A block of data
——

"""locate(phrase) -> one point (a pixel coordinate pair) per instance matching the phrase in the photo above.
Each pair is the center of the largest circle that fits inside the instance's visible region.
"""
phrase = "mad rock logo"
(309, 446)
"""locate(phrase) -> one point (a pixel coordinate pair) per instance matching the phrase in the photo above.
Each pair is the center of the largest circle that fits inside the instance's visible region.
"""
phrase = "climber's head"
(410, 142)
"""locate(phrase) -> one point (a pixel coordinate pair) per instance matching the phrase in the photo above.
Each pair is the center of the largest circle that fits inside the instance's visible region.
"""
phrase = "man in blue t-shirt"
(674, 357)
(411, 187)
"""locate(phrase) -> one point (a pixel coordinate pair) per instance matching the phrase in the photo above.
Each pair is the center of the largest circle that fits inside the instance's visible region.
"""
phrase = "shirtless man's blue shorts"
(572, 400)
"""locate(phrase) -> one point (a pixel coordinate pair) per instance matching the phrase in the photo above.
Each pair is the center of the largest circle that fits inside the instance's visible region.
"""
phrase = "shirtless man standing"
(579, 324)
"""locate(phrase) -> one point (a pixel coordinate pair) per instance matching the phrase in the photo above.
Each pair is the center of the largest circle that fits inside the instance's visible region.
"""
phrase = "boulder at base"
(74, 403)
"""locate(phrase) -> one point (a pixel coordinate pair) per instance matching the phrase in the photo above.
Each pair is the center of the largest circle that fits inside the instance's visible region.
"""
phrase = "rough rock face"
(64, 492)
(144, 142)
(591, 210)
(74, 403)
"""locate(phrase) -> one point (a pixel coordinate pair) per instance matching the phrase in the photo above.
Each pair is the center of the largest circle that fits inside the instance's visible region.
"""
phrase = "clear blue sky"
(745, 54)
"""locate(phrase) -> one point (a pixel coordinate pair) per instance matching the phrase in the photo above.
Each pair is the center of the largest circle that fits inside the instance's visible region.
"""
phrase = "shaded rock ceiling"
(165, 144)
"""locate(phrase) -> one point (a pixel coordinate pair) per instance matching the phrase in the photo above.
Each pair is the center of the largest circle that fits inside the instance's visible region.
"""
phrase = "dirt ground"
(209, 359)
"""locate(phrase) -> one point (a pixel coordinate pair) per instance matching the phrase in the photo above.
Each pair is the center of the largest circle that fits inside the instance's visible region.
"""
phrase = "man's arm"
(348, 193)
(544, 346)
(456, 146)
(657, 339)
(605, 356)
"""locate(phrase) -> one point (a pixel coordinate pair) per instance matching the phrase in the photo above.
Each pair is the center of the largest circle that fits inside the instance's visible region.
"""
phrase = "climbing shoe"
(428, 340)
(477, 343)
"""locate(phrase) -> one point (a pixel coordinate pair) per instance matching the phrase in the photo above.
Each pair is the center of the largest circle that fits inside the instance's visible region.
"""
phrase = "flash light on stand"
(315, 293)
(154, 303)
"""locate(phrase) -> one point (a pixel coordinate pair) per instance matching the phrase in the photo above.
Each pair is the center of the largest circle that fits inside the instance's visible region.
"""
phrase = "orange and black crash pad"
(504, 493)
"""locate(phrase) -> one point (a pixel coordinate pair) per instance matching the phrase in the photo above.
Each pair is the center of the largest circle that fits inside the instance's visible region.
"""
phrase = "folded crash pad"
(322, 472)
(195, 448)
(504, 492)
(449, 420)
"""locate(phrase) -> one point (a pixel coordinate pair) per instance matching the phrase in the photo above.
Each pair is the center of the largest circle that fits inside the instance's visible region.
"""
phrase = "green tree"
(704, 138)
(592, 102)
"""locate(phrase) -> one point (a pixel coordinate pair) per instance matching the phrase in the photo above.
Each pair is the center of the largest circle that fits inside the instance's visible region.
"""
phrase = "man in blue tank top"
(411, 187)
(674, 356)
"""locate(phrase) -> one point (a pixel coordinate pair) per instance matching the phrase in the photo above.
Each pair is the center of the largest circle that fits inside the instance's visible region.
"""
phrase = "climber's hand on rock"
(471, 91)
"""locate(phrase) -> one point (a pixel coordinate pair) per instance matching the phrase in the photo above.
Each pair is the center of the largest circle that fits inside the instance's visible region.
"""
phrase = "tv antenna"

——

Could you transcribe the records in full, exactly?

▸ **Solution to this exercise**:
"""locate(phrase) -> one point (a pixel coordinate pair) per instance matching the phrase in the photo above.
Each pair is the center of the largest circle that fits inside the instance's visible region.
"""
phrase = "mad rock logo"
(309, 446)
"""locate(phrase) -> one point (a pixel coordinate pair) per instance matching the phrase in the photo above.
Each pair is the center of the largest circle that fits inside the instance's visible region.
"""
phrase = "climber's head"
(410, 142)
"""locate(phrase) -> one point (a pixel coordinate pair) per instance matching the phrase in the photo above.
Each pair is the center of the largest circle that fits inside the instance's visible region.
"""
phrase = "man in blue t-shirt"
(674, 357)
(411, 187)
"""locate(phrase) -> one point (a pixel coordinate pair) per instance matching the phrase in the photo above.
Each pair is the center of the largest circle that fits inside the instance's visible region.
"""
phrase = "shirtless man's blue shorts"
(572, 400)
"""locate(phrase) -> one point (a pixel coordinate pair) per instance matching the phrase in the photo above.
Each pair is the center of the largest circle that fits inside the instance's visible region.
"""
phrase = "shirtless man standing"
(579, 324)
"""locate(phrase) -> one point (a pixel coordinate pair) per instance matching the phrase in the photo above.
Each pair is the center of the largest circle that fits inside the instance's visible region.
"""
phrase = "boulder at base"
(74, 403)
"""locate(phrase) -> one point (a pixel coordinate pair) per instance matching the phrase in the photo above.
Each pair is the center of the largest circle that fits inside the instance's visible region.
"""
phrase = "rough rock face"
(64, 492)
(144, 142)
(591, 210)
(74, 403)
"""locate(phrase) -> one point (a pixel coordinate pair) per instance matching the phrase in the photo above.
Each pair is the center of the largest circle that fits inside the instance's visible region.
"""
phrase = "clear blue sky"
(745, 54)
"""locate(phrase) -> one point (a pixel coordinate pair) per instance matching the phrase in the photo above.
Each pair is the center of the largest circle that fits inside the instance's visible region.
"""
phrase = "shaded rock ceiling"
(165, 144)
"""locate(phrase) -> one point (a pixel coordinate pair) per instance matching the phrase in the photo above.
Each pair is the center of the largest circle that fits inside the instance's visible region.
"""
phrase = "dirt ground"
(209, 359)
"""locate(phrase) -> one point (a pixel coordinate pair) per instance matching the phrase in the photo above.
Each pair is the center of the largest circle that fits inside the instance's visible region.
"""
phrase = "man's arm"
(348, 193)
(544, 346)
(456, 146)
(657, 339)
(605, 356)
"""locate(phrase) -> one point (a pixel coordinate pair) per instance matching the phrase in the photo above.
Each pair is the center of the largest circle that fits inside the instance's visible region.
"""
phrase = "climbing shoe"
(428, 340)
(477, 343)
"""locate(phrase) -> one point (a pixel coordinate pair) per instance matching the phrase in the photo above.
Each pair is the center of the largest circle that fits inside the instance's visible region.
"""
phrase = "flash light on stand"
(315, 293)
(154, 303)
"""locate(phrase) -> one point (a pixel coordinate pair) per instance matching the phrase in the photo above.
Each pair is the center of the largest circle that fits inside the instance's visible region.
"""
phrase = "orange and black crash pad"
(504, 493)
"""locate(phrase) -> one point (a pixel coordinate pair) per instance matching the phrase in the photo above.
Each pair is the center of the largest circle that fits inside the instance's visible region.
"""
phrase = "folded crash pad"
(322, 472)
(195, 448)
(504, 492)
(449, 420)
"""locate(phrase) -> one point (a pixel coordinate pair) per instance matching the phrase in the photo above.
Each pair is the center of the largest circle that fits inside the instance's visible region.
"""
phrase = "green tree"
(704, 138)
(592, 102)
"""locate(phrase) -> one point (a pixel coordinate pair) per instance matching the phrase in the photo above.
Each pair is the center of the largest circle that fits inside the instance's visible region.
"""
phrase = "man in blue tank top"
(411, 187)
(674, 356)
"""locate(phrase) -> one point (a pixel coordinate pair) per instance matching the phrase in the photo above.
Each pair is the center of the largest circle that fits inside the instance's visible region.
"""
phrase = "climber's hand on rock"
(471, 91)
"""locate(phrase) -> one point (a pixel coordinate pair) per instance matching the phrase in the photo above.
Each pair is the center of the largest circle that fits inside the instance's visible region.
"""
phrase = "tv antenna"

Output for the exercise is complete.